─── TEXT BLOCK

By Jamie Ducharme
March 1, 2019

A measles outbreak is spreading within New York City’s Orthodox Jewish community, with 21 cases coming from a single yeshiva in Williamsburg, Brooklyn, according to city health officials.

The New York City Department of Health announced Thursday that 121 people have contracted measles since the outbreak began in October, and 31 cases have been newly identified. The vast majority of cases have affected children, particularly in the Borough Park and Williamsburg neighborhoods of Brooklyn. The outbreak’s initial case was acquired when a person visited Israel, where a measles outbreak is in progress, according to health officials.

Health officials have worked to promote measles vaccination in the Orthodox community, and in December required students at yeshivas in parts of Borough Park and Williamsburg to stay home from school if they had not received the full course of the measles, mumps and rubella (MMR) vaccine. There has traditionally been some resistance to vaccines in the insular Orthodox community, though health department representatives said the vaccination rate in this population is roughly equivalent to that in New York City as a whole. About 7,000 children in those communities were vaccinated due to the city’s campaign, health officials said.

But at least one yeshiva, Yeshiva Kehilath Yakov in Williamsburg, broke the city’s mandate in January and allowed an unvaccinated, but asymptomatic, student to return to school. The student turned out to have measles, resulting in 21 cases connected to this yeshiva alone, according to health officials.

──────
─── ENTRIES PROVIDED

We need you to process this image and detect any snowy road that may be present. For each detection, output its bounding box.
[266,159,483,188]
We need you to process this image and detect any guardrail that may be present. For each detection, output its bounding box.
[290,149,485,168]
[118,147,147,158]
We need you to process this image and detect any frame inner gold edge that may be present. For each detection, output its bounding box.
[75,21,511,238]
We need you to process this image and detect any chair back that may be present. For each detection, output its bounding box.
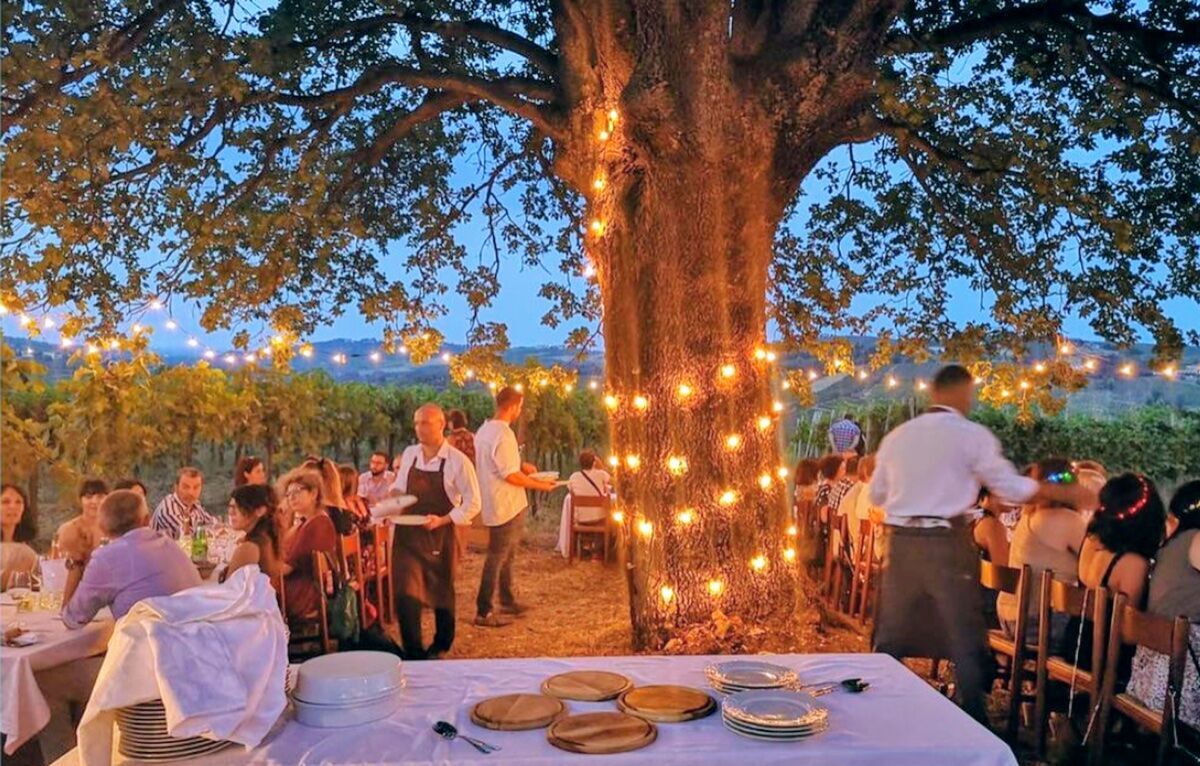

──────

REQUIRED WORK:
a) Using the measles outbreak article, decide whether each statement below agrees with it. Answer yes or no for each and quote the words that decide it.
(i) The outbreak's first case was acquired during a visit to Israel.
(ii) The vaccination rate in the Orthodox community is far below the rate for New York City overall.
(iii) The student whom Yeshiva Kehilath Yakov let back into school had symptoms at the time.
b) Write the next part of the measles outbreak article, following on from its final sentence.

ANSWERS BELOW:
a)
(i) Yes: "The outbreak’s initial case was acquired when a person visited Israel"
(ii) No: "the vaccination rate in this population is roughly equivalent to that in New York City as a whole"
(iii) No: "allowed an unvaccinated, but asymptomatic, student to return to school"

b)
Speaking with WNYC, the city’s Deputy Commissioner of Disease Control, Dr. Demetre Daskalakis, said that if the yeshiva had followed proper procedures, “the unvaccinated kid who got measles wouldn’t have been in the school and there wouldn’t have been a bunch of other [unvaccinated] students in the school and they wouldn’t have gotten measles. So we would actually be at closer to what would be the tail end of this outbreak.”

Representatives from the school did not immediately provide a comment to TIME.

Measles is a viral infection that causes symptoms including fever, runny nose, cough and a rash that affects the face and body. In severe cases, measles complications can include pneumonia, brain swelling and death. It’s highly contagious and is spread through the air. No one has died from New York City’s measles outbreak, through eight people have been hospitalized.

Measles was declared eradicated from the U.S. in 2000, but the disease is having a resurgence in several parts of the country — particularly in areas where vaccine resistance is common, including some pockets of the Pacific Northwest.